■ Requirement ■
Copy out, word for word, the records starting at the line that contains "the car side" and ending at the last line of the records, both included.
:: Data provided ::
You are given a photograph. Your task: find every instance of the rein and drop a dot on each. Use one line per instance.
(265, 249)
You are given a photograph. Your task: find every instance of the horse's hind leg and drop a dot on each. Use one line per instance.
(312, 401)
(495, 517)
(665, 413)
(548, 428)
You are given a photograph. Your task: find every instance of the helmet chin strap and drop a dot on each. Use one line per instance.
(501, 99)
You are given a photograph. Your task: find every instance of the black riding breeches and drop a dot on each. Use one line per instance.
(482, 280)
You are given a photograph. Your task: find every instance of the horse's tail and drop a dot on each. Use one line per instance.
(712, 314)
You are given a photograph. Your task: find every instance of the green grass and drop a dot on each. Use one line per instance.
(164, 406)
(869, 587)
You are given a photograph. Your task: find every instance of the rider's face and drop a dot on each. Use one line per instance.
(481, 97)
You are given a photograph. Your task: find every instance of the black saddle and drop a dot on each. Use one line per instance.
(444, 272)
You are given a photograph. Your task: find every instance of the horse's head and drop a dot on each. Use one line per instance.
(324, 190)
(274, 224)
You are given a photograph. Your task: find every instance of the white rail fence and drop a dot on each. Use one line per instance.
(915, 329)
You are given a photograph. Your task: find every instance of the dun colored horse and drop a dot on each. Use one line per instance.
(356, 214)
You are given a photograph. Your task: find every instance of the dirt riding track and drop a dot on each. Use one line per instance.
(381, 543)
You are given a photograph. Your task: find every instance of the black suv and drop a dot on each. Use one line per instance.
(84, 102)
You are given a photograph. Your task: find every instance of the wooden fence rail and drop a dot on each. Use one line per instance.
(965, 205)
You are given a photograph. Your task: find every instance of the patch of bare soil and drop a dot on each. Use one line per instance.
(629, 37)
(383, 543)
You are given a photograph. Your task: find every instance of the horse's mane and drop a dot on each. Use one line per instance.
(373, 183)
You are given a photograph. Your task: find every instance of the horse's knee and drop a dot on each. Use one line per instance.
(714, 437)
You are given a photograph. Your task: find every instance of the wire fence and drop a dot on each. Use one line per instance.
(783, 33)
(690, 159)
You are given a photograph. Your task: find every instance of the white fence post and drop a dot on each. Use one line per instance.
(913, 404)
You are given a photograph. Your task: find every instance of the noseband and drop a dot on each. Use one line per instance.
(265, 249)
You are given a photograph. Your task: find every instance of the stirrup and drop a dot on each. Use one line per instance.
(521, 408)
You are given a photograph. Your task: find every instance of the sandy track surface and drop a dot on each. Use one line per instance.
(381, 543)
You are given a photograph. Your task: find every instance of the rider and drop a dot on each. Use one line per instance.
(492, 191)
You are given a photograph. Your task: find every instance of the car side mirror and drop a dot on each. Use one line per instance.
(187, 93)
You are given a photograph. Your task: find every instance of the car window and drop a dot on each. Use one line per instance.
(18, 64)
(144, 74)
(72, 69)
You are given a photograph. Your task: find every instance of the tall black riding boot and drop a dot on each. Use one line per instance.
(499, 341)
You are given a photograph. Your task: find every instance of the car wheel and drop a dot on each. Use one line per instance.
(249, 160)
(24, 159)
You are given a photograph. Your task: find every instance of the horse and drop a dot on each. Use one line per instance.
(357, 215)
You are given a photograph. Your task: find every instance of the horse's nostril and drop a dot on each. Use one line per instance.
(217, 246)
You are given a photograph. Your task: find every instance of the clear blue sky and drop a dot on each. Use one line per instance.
:::
■ Solution to this exercise ■
You are given a photograph. Your task: find every instance of the car side mirror and drop a dot on each. Use one line per instance.
(187, 93)
You are given a photograph. Your task: find every instance of the car window and drop a dot on each. Use one line per instance.
(18, 64)
(144, 74)
(72, 69)
You are given a photograph. Your task: find every instance of the tall black riding boot and drop a dot on each. Use one line per instance.
(499, 341)
You are given a photograph. Your task: find every instance of the car wheel and drop a dot on each. Use one line per instance.
(249, 160)
(24, 159)
You are given a photograph. Your task: find every instance of the horse and drop a dot on each. Use one line per instance.
(357, 215)
You are given a photograph. Your task: find every instance of the horse's nostril and drop a dot on each. Use one line per instance.
(217, 246)
You are given a photograph. Your task: find every instance of the clear blue sky and drop a dot on each. Use one line per instance.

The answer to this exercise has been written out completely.